TASK STATEMENT> Rewrite the entries below, changing every "Dots" to "Points" and leaving everything else unchanged.

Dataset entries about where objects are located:
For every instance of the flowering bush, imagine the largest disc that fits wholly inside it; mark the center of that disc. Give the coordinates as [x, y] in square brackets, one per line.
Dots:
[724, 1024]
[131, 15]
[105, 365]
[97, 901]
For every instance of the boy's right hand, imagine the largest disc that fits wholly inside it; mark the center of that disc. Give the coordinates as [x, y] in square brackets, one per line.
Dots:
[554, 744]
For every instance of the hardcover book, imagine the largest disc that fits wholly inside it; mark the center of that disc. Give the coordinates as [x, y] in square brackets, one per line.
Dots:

ANSWER TO THE EXERCISE>
For every instance of the flowering bush, imagine the largest disc that fits wholly inside it; mark the center of that disc. Give the coordinates as [x, y] in square brackets, one per line.
Points:
[724, 1024]
[131, 15]
[105, 365]
[97, 901]
For every instance of the boy's right hand, imagine the largest disc that fits wholly inside it; mark the center of that disc. Give the coordinates as [x, y] in square brackets, one per line.
Points:
[554, 744]
For every instance of the hardcover book, imagine the largest disc that fits wholly inside it; mark the center of that disc. Give the coordinates as [x, y] in square brackets, one per line.
Points:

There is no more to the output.